__AVAILABLE DATA__
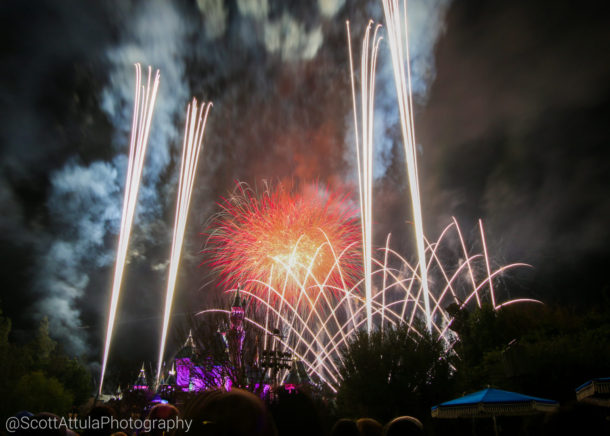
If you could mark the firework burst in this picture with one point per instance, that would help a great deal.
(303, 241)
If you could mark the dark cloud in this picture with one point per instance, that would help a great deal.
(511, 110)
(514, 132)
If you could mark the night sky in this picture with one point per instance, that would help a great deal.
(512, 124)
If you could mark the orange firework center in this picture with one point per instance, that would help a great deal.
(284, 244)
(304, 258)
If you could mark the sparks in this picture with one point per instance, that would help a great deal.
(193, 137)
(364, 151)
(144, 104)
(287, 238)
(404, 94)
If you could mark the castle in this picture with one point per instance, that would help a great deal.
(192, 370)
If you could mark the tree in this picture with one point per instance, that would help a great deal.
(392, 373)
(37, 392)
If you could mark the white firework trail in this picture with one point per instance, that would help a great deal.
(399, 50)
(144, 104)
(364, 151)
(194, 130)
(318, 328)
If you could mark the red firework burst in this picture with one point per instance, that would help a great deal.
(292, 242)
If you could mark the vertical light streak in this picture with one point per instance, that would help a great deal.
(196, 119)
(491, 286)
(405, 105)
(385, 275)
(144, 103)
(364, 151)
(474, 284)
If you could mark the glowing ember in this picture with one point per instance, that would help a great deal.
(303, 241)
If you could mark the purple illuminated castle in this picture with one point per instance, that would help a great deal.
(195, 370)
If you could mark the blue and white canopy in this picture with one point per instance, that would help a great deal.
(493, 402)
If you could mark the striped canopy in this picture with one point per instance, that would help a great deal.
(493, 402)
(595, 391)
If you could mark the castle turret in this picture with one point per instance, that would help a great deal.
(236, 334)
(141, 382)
---
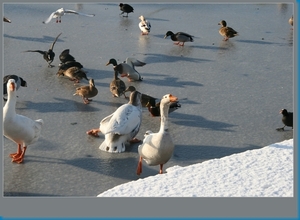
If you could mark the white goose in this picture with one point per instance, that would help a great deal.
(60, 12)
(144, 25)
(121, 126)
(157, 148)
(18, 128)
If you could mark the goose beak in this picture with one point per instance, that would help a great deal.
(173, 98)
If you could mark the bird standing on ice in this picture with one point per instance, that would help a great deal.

__GOAL__
Rescale the items between the lines holding "If you could mark the goose" and "If you could mark the bird", inclusive. Give all those lines again in order, and multiply every coordinate in the answers by 2.35, rounding to whole numbers with halves rounded up.

__FINISHED TASK__
If you could mark the goose beak in this picture with one point per instance, that would help a great deal.
(407, 230)
If you could mark the bird standing on ice in this picture with one point per instance, that would help a great deal.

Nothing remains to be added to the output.